**Task statement:**
Among the entries below, please repeat exactly and only the lines from the line containing "x=22, y=294" to the line containing "pin the sunlit water, one dot per instance", both lines included.

**Task input:**
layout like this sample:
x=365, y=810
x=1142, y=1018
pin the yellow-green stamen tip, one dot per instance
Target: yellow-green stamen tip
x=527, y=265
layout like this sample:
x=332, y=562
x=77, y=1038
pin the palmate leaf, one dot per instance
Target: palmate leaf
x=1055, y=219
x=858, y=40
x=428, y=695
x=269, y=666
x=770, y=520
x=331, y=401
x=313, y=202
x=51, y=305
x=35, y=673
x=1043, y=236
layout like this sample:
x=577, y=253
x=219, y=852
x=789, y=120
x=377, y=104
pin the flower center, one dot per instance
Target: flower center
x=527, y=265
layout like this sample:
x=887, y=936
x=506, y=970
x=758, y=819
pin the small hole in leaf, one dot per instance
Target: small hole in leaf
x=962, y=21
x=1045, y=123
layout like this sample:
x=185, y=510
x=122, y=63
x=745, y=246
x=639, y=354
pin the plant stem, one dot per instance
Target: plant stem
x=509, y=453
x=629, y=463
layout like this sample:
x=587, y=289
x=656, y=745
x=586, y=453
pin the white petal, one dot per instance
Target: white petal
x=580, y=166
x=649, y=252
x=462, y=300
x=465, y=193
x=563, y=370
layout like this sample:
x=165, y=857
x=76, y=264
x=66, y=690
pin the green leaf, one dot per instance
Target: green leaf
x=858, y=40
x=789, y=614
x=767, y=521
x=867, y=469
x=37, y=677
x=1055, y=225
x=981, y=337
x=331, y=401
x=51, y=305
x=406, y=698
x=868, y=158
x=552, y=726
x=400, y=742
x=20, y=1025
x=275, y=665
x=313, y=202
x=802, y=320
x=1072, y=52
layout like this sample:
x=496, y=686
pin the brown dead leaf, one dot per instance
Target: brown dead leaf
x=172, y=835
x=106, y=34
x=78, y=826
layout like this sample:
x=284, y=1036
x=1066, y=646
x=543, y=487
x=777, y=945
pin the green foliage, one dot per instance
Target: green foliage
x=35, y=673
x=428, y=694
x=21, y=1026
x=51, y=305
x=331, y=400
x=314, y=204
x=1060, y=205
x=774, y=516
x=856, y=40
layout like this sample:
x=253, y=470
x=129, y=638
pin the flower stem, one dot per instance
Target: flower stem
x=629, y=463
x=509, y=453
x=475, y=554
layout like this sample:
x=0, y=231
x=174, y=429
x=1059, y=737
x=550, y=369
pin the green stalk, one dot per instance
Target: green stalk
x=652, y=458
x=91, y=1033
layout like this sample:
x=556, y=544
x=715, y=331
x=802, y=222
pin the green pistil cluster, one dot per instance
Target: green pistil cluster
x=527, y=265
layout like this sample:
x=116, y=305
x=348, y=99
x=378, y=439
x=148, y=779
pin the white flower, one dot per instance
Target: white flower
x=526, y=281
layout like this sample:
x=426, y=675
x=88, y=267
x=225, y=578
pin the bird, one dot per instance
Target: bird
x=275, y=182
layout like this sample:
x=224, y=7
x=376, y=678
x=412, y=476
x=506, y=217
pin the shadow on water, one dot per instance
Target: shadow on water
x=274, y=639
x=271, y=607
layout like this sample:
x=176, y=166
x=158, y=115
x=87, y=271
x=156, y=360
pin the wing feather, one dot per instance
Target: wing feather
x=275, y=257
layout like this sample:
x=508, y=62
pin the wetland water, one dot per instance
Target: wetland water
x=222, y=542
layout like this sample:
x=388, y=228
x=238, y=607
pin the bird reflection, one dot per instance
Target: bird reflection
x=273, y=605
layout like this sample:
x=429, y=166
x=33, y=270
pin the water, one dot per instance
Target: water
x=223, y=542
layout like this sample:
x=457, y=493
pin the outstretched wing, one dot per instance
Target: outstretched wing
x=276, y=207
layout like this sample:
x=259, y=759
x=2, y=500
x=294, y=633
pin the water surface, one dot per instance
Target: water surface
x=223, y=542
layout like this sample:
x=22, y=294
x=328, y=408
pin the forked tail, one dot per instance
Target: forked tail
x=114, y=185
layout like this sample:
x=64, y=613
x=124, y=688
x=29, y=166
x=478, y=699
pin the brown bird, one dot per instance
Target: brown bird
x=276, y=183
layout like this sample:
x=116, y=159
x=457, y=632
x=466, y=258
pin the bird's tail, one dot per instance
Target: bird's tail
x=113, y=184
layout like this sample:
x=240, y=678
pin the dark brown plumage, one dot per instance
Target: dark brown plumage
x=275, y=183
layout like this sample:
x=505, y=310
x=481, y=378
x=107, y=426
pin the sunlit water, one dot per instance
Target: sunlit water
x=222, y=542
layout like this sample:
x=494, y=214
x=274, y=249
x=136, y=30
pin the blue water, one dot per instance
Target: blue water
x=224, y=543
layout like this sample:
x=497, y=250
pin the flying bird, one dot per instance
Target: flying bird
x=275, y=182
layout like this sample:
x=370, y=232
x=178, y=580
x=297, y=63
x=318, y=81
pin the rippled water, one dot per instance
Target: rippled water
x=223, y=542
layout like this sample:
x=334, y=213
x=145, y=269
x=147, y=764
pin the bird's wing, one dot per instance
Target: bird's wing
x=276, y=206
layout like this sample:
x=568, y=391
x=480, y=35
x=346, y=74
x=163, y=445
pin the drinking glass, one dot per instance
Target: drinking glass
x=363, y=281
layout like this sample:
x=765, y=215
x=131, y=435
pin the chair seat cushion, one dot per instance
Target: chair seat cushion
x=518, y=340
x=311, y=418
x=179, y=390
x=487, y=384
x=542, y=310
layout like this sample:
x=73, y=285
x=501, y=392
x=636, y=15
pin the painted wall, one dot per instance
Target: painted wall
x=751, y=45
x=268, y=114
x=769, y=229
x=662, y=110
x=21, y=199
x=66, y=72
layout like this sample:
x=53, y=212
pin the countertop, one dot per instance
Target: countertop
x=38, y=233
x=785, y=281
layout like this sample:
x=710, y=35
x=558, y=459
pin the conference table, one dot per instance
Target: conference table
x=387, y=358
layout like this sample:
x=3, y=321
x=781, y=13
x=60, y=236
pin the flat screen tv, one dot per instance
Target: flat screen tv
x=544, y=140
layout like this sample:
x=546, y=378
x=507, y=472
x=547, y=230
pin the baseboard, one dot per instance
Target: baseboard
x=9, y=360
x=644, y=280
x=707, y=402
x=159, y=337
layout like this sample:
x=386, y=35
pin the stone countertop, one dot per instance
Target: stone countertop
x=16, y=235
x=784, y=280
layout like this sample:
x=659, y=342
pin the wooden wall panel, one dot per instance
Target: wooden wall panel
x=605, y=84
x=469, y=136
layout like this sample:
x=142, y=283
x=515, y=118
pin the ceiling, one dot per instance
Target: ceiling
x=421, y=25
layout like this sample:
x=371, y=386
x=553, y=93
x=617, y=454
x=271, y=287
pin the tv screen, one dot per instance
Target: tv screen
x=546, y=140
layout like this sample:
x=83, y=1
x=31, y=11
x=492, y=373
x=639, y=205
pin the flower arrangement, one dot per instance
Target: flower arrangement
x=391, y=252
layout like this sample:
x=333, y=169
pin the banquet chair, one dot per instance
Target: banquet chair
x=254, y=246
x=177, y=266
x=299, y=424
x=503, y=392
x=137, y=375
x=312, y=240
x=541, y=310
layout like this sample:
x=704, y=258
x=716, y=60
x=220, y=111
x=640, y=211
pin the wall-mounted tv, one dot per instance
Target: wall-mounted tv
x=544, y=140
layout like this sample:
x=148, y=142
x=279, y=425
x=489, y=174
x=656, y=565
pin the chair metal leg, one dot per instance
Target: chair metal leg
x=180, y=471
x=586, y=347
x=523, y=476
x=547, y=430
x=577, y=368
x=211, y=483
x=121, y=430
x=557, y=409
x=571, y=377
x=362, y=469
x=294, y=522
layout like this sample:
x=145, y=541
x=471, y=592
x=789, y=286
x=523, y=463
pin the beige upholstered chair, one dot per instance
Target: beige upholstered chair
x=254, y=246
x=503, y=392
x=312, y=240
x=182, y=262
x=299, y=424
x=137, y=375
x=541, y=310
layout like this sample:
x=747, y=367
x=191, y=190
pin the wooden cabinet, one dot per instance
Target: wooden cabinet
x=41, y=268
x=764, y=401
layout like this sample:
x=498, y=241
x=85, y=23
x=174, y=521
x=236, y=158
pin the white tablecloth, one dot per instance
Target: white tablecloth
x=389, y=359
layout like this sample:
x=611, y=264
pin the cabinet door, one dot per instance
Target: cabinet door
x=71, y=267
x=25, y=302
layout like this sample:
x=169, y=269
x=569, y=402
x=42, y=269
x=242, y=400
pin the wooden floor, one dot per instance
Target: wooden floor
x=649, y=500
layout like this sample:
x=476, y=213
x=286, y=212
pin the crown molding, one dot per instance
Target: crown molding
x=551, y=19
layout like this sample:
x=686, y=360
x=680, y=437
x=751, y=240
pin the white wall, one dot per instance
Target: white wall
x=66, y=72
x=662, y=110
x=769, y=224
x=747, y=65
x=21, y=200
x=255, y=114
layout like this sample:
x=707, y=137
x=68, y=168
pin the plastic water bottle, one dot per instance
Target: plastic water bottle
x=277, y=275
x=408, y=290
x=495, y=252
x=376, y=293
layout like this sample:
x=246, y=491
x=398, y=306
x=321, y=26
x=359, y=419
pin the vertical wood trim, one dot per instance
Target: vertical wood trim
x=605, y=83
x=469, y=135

**Finished exercise:**
x=22, y=294
x=328, y=408
pin the forked tail, one dot per instance
Target: forked tail
x=114, y=185
layout like this sample:
x=64, y=613
x=124, y=688
x=29, y=166
x=478, y=699
pin the brown bird, one dot per instance
Target: brown bird
x=276, y=183
layout like this sample:
x=116, y=159
x=457, y=632
x=466, y=258
pin the bird's tail, one dot per instance
Target: bird's tail
x=113, y=184
layout like this sample:
x=240, y=678
pin the dark brown plumage, one dot per instance
Target: dark brown plumage
x=275, y=183
layout like this sample:
x=505, y=310
x=481, y=378
x=107, y=426
pin the sunlit water, one dot per instance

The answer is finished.